• **WHAT TO DO**:
1. Print the stretch of the Manchester City article from "City still have" through "42 league matches.", word for word.
2. In one to three sentences, state why, according to the Manchester City article, Pep Guardiola would stop short of calling 2021 the perfect year.

Pep Guardiola shouts at his players – GETTY IMAGES

The game was about to enter stoppage time when Kevin De Bruyne raced to cut out a quick throw-in from the Leeds goalkeeper Illan Meslier and scolded himself for failing to do so. Manchester City were 7-0 in front and the result had been a foregone conclusion for an hour but that did not matter to De Bruyne. Leeds had the ball and the City midfielder wanted it back.

You could pick any number of moments from the past 12 months to highlight the sheer relentlessness of this City side but that seemed as good a recent example as any… 7-0 up and still sprinting like it was the first minute.

Pep Guardiola would stop short of calling 2021 the perfect year – defeat to Chelsea in the Champions League final hurt and the prospect of another domestic treble was ended when they lost to the same opponents in the semi-finals of the FA Cup – but they remain the country’s best team, the side to beat, a record-breaking machine navigated by a serial winner who will simply not let up.

“We are still there [at the top],” the City manager said. “I am not saying in December how many titles we will win but we are still there, which is fantastic after what we have done these [last] years.”

City still have two Premier League games to play before the new year – Leicester at the Etihad Stadium on Sunday and Brentford away three days later – but they have already recorded the most victories (34) and most away wins (18) in a calendar year by a top-flight English side, just two of a series of eye-watering statistics from the past 12 months.

Their total of 106 goals over that period is a Premier League record and helped them amass 104 points from 126 on offer, with 34 wins and 23 clean sheets from 42 league matches.

• **EXTRACTED ENTRIES**:

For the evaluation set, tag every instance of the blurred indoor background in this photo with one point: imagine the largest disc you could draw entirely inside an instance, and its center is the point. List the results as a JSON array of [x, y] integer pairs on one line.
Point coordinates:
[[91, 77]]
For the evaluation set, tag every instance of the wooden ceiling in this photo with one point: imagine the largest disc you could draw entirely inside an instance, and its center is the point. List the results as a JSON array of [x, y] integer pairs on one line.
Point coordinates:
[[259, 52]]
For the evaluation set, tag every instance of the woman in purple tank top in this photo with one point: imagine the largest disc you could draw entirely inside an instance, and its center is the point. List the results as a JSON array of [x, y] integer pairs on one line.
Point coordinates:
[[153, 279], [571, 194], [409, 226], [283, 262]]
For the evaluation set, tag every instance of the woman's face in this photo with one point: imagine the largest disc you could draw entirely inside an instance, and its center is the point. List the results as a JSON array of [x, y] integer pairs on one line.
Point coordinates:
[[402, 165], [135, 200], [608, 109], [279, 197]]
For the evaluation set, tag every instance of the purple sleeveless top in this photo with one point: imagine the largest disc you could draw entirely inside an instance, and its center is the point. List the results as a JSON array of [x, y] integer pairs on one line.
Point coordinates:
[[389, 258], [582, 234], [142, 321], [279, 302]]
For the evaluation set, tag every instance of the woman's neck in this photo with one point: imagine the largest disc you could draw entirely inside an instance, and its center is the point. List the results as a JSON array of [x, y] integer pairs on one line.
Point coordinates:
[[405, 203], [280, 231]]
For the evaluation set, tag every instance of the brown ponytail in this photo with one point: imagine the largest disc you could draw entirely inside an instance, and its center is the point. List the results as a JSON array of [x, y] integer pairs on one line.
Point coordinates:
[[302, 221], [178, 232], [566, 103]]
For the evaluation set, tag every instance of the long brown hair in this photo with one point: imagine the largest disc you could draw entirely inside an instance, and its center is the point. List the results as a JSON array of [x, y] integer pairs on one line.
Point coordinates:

• **WORKED ANSWERS**:
1.
City still have two Premier League games to play before the new year – Leicester at the Etihad Stadium on Sunday and Brentford away three days later – but they have already recorded the most victories (34) and most away wins (18) in a calendar year by a top-flight English side, just two of a series of eye-watering statistics from the past 12 months.

Their total of 106 goals over that period is a Premier League record and helped them amass 104 points from 126 on offer, with 34 wins and 23 clean sheets from 42 league matches.

2. City lost to Chelsea in the Champions League final, which hurt. Their chance of another domestic treble also ended when they lost to Chelsea in the FA Cup semi-finals.